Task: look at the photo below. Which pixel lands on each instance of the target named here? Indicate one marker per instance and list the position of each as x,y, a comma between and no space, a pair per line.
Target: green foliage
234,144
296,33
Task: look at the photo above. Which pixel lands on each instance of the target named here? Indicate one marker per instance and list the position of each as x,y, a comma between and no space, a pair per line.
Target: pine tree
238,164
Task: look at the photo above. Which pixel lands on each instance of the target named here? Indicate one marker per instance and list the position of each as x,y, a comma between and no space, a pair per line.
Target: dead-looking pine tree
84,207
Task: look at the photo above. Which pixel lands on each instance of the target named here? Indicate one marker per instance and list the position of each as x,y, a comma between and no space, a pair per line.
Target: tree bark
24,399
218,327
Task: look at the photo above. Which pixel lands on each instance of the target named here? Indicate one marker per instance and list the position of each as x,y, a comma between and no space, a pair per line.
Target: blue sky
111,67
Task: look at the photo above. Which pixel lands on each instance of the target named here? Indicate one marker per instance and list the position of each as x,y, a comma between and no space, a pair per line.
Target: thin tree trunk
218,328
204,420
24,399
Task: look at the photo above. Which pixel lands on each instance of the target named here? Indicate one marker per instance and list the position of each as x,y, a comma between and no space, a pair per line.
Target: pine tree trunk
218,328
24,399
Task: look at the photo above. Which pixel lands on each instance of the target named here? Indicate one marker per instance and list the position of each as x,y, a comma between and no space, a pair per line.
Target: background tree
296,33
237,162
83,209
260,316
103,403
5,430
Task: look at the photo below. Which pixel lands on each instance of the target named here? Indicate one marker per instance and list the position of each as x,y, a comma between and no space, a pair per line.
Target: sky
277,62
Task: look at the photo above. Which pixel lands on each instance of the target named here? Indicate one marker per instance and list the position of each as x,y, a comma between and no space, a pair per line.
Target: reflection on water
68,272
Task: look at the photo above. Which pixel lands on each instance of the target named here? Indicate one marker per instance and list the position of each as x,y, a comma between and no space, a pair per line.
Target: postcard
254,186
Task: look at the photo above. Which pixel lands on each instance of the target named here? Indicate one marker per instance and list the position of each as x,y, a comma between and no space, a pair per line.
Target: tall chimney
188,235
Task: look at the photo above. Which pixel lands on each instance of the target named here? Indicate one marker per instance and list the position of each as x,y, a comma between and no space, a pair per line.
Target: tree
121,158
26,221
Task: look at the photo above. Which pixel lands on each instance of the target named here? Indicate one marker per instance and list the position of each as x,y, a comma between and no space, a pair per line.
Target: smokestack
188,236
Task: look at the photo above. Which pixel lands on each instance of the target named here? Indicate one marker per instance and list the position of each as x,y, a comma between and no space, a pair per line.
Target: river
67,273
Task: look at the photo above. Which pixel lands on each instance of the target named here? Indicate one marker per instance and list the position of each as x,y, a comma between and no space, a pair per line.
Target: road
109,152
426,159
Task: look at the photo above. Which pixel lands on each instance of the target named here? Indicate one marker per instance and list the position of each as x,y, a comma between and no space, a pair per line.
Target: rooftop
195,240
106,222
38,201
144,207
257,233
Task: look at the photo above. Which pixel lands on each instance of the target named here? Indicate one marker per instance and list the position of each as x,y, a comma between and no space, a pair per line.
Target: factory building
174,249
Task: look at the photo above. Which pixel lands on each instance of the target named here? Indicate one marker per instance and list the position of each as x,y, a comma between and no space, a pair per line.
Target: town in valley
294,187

+-------+

Requirements
Take the entries and copy them out exactly.

Written response
Task: look at the photo below. Which pixel lands on each instance of the target named here? Indicate one marker per instance and list the position of each as x,y, a comma between and no space, a pair per line.
Target: green foliage
234,144
296,33
Task: look at the photo above. Which pixel lands on each instance of the target named here? Indicate one marker per instance and list the position of each as x,y, a comma between and no space, a pair per line.
Target: pine tree
238,164
Task: look at the photo above. Which pixel lands on each instance of the target named here? Indicate one marker per instance and list the position of each as x,y, a comma between and no space, a pair per line.
Target: dead-looking pine tree
84,207
Task: look at the photo above. Which pixel lands on each instance of the target named here? Indicate one marker per instance and list the position of each as x,y, a comma between and no space, a pair per line.
Target: tree bark
24,399
218,327
Task: look at the photo above. Which pixel lands on each instance of the target named here? Indicate one marker per instance and list the position of each as x,y, a comma between and no space, a pair per line.
Target: blue sky
111,67
Task: look at the photo above. Which pixel lands on each instance of the target named here? Indicate one marker per instance and list the position of each as x,y, a comma between and no space, a pair per line.
Target: thin tree trunk
218,328
204,420
24,399
Task: look at the photo above. Which pixel lands on each instance of the target named here? Indicate one marker per instance and list the position of each as x,y, a comma between and no space, a pair per line.
Target: pine tree trunk
218,328
24,399
Task: look at the photo above. Which pixel lands on each instance of the target named here? Indicate one marker per instance and list the position of each as x,y, a comma between and no space, a pair per line.
Target: background tree
296,33
237,162
83,209
260,316
103,403
5,430
Task: look at the photo below. Which pixel lands on each instance of the target named here? Indicate one marker per instance and list the position of each as x,y, a comma between and no space, a pair per line.
Target: sky
277,62
Task: look at the photo above. Which pixel lands on each instance of the target named here? Indicate one marker per instance and list the position of each as x,y, a comma between and no space, a pair per line.
Target: reflection on water
68,272
Task: look at the photo above. Which pixel lands on each instance of the target named here? Indicate one marker per instance and list the position of each as x,y, a comma between and no space, a pair per line.
Target: postcard
254,186
Task: look at the photo above. Which pixel lands on each instance of the target named here? Indicate one marker per instance and list the position of each as x,y, a comma between and no space, a pair per line.
Target: tall chimney
188,235
Task: look at the photo above. Which pixel lands on each instance of the target named here? Indicate one marker per instance and list the position of each as x,y, a comma between and no space, a pair per line.
Target: tree
121,158
26,221
Task: look at the photo above. Which pixel lands on each instance of the target named here? Indicate one marker per instance and list the position of each as x,y, a comma between and no space, a pair per line.
Target: smokestack
188,236
Task: look at the photo above. Which pixel lands on each instance of the target named here? Indicate one marker per instance and list the position of each as x,y, a comma between and no space, a pair per line.
Target: river
67,273
Task: look at the photo above. Which pixel lands on each instance of the target named here? Indicate one marker per instance and list the position of each as x,y, a comma between and no space, a pair per line.
Target: road
109,152
426,159
Task: look at the photo above. Which pixel lands on each instance of the target named here? Indicate one marker per instance and list the position of each as x,y, a comma between and no space, a pair per line.
Target: rooftop
195,240
106,222
38,201
144,207
257,233
Task: look at the photo above. Which pixel lands on each instance of the target named here? Indicate one marker per instance and list the position of each as x,y, a comma between and no space, a pair per line.
Target: factory building
174,249
Task: look at the photo above. Which pixel lands on each instance of the target named here? Indicate one marker per instance and list the position of each as x,y, a comma between and no space, a pair per line.
Target: town in valley
294,187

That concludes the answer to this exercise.